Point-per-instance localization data
****
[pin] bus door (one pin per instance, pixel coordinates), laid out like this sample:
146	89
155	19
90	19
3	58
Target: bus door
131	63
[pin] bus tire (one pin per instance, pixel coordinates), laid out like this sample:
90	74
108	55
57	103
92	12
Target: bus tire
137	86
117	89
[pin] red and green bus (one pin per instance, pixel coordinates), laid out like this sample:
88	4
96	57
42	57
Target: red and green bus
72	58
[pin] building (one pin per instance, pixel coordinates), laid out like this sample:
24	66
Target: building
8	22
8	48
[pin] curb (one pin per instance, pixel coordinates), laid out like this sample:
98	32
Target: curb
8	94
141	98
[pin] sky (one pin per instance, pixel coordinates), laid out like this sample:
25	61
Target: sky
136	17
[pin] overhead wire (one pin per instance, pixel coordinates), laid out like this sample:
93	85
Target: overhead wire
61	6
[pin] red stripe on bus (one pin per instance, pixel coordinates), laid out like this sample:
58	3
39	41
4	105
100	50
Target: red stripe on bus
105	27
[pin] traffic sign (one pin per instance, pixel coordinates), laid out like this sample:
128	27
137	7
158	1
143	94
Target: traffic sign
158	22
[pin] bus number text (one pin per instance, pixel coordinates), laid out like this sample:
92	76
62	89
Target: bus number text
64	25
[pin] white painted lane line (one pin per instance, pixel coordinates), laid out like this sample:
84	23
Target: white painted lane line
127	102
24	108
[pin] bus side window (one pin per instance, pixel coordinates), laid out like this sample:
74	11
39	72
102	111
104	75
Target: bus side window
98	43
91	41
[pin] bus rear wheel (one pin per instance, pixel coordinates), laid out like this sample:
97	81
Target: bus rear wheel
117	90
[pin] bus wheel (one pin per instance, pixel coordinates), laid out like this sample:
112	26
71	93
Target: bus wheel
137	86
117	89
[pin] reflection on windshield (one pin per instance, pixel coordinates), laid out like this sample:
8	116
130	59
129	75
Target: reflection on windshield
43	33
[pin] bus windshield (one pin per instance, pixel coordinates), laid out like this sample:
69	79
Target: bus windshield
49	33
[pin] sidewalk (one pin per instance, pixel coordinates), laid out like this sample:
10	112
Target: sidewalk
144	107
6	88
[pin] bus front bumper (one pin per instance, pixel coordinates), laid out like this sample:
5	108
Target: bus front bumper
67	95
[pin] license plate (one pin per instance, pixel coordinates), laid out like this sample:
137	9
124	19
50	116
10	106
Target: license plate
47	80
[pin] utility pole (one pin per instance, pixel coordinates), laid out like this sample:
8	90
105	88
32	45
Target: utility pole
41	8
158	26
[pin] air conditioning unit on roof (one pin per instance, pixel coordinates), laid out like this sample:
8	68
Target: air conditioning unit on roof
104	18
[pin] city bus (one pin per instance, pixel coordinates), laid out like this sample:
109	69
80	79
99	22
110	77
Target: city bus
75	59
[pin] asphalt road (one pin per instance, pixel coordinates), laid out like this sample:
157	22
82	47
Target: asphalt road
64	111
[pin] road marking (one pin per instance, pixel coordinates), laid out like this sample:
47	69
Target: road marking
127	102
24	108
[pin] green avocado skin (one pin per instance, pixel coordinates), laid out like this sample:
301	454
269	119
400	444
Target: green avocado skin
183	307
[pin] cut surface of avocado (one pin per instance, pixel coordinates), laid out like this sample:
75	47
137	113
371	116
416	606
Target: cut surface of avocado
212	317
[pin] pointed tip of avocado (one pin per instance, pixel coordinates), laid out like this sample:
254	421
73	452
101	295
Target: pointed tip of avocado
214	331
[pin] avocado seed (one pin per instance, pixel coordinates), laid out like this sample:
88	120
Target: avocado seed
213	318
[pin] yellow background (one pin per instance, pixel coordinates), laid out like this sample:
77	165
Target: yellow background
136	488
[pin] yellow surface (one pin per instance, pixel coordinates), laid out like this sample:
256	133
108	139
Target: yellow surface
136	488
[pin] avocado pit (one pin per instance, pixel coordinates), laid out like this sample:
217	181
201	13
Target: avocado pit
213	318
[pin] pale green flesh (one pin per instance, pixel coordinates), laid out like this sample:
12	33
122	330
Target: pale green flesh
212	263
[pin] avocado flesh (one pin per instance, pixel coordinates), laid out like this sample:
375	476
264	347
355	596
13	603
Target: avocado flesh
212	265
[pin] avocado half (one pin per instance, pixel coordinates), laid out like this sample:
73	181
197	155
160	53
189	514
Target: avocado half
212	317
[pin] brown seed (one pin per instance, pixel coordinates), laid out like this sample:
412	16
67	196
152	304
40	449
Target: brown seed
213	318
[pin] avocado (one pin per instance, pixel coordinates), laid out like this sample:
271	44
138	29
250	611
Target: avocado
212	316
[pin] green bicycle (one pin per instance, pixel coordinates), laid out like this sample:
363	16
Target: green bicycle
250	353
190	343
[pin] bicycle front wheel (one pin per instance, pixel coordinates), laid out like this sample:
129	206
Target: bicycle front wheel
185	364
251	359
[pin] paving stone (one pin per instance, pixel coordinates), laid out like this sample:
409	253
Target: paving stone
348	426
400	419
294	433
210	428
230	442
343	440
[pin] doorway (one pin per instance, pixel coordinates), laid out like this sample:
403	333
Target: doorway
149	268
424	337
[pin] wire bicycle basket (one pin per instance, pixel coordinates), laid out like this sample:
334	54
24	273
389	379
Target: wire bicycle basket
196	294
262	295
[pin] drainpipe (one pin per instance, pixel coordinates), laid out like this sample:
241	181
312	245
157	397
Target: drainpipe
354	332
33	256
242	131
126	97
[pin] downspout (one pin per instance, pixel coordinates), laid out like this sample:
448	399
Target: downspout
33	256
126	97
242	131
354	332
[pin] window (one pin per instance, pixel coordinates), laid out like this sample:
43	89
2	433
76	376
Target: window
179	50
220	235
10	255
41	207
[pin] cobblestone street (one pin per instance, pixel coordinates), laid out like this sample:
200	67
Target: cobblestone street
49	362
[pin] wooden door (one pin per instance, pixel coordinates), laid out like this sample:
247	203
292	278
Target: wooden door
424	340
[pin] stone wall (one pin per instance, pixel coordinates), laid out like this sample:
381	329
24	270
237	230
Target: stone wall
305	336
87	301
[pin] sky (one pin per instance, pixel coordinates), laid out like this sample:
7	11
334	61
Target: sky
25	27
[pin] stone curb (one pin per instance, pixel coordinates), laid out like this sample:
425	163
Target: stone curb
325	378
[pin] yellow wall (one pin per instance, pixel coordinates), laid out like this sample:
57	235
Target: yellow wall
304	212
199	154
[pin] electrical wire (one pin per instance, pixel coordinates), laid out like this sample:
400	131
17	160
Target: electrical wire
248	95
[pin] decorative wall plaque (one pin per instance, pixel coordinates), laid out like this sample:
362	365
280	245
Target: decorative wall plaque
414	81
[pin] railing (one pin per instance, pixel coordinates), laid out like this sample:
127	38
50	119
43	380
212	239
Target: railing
****
Look through the data and show every line containing "railing".

[pin] railing (one pin per instance, pixel coordinates), laid out like this sample:
Target: railing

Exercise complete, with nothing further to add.